- _Information provided_:
________________
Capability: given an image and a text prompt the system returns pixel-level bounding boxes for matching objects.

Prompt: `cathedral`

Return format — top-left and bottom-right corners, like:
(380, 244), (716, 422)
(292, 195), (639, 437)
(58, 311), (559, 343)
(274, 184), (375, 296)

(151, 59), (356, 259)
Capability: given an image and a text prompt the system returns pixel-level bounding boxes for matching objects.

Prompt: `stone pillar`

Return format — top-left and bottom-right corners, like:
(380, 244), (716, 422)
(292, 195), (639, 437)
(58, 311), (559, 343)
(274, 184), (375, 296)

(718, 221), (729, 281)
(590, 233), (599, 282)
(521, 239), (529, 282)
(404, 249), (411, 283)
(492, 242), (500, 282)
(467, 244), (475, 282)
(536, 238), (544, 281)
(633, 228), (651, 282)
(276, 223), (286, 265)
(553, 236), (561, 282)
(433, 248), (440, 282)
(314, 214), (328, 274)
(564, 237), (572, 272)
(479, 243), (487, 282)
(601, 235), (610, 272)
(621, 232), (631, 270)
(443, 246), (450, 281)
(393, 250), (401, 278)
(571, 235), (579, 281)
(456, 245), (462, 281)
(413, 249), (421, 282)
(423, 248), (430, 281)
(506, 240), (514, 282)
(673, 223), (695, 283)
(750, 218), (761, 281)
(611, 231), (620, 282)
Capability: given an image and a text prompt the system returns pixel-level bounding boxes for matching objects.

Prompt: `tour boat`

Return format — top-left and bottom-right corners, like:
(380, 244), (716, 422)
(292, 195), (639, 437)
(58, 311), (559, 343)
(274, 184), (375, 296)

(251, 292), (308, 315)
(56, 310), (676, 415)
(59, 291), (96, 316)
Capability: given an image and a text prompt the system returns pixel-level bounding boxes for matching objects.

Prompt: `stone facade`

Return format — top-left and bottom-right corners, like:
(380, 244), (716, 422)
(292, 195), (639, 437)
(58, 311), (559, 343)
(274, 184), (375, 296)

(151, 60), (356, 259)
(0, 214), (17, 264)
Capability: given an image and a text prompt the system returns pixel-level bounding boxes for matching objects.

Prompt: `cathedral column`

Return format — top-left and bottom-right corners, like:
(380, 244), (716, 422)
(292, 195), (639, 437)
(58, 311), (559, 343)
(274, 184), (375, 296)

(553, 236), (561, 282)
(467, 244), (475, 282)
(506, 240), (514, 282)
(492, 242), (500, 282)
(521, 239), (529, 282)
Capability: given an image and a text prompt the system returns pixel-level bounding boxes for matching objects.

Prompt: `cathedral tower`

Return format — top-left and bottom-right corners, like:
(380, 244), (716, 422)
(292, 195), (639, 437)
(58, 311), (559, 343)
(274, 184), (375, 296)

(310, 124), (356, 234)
________________
- _What you need to do_: Write the listing out again, word for word.

- _Written answer_:
Capability: given an image and a text prompt the system returns pixel-level bounding boxes for matching objects.

Prompt: `cathedral`

Return format — top-left and bottom-right corners, like:
(380, 244), (716, 422)
(292, 195), (639, 437)
(58, 311), (559, 343)
(274, 184), (375, 296)

(151, 59), (356, 259)
Capability: given an image and a text prompt the system returns pixel-level bounding boxes for matching objects.

Prompt: `stone pillar`

Return format — top-left and bottom-right corners, like:
(380, 244), (716, 422)
(292, 195), (639, 437)
(58, 311), (559, 343)
(274, 184), (375, 296)

(718, 221), (729, 281)
(590, 233), (599, 282)
(521, 239), (529, 282)
(404, 249), (411, 283)
(492, 242), (500, 282)
(467, 244), (475, 282)
(536, 238), (544, 281)
(633, 228), (651, 282)
(276, 223), (286, 265)
(553, 236), (561, 282)
(433, 248), (440, 282)
(314, 214), (328, 274)
(564, 237), (572, 272)
(479, 243), (487, 282)
(601, 235), (610, 272)
(621, 232), (631, 270)
(443, 246), (450, 281)
(393, 250), (401, 278)
(571, 235), (579, 281)
(456, 245), (462, 281)
(413, 249), (421, 282)
(423, 248), (430, 281)
(506, 240), (514, 282)
(673, 223), (695, 283)
(750, 218), (761, 281)
(611, 231), (620, 282)
Capability: given an image and a text prompt the system returns pixel-level bounding boxes for matching objects.

Prompt: `tour boat`

Return format — top-left and bottom-right corners, like:
(380, 244), (716, 422)
(292, 195), (639, 437)
(58, 311), (559, 343)
(274, 184), (375, 296)

(251, 292), (308, 315)
(56, 310), (676, 415)
(59, 291), (96, 316)
Capability: given an image and a text prompt the system returns pixel-level bounding boxes for matching objects.

Prompt: `stone facade`

Return format — top-left and bottom-right corners, like:
(380, 244), (716, 422)
(292, 195), (639, 437)
(58, 311), (559, 343)
(274, 184), (375, 296)

(151, 60), (356, 259)
(0, 214), (17, 264)
Capability: given an image and a text prompt the system returns pixel-level bounding boxes for matching objects.

Prompt: `cathedral column`

Return format — top-left and bottom-right corners, like:
(380, 244), (716, 422)
(292, 195), (639, 437)
(58, 311), (559, 343)
(274, 184), (375, 296)

(553, 236), (561, 282)
(467, 244), (475, 282)
(506, 240), (514, 282)
(492, 242), (500, 282)
(521, 239), (529, 282)
Capability: given an image and a text prompt the system returns pixel-level bounding boxes for matching objects.

Prompt: `cathedral tower`

Return format — top-left and bottom-right corners, like:
(380, 244), (716, 422)
(292, 195), (639, 437)
(58, 311), (559, 343)
(274, 184), (375, 296)

(310, 124), (356, 234)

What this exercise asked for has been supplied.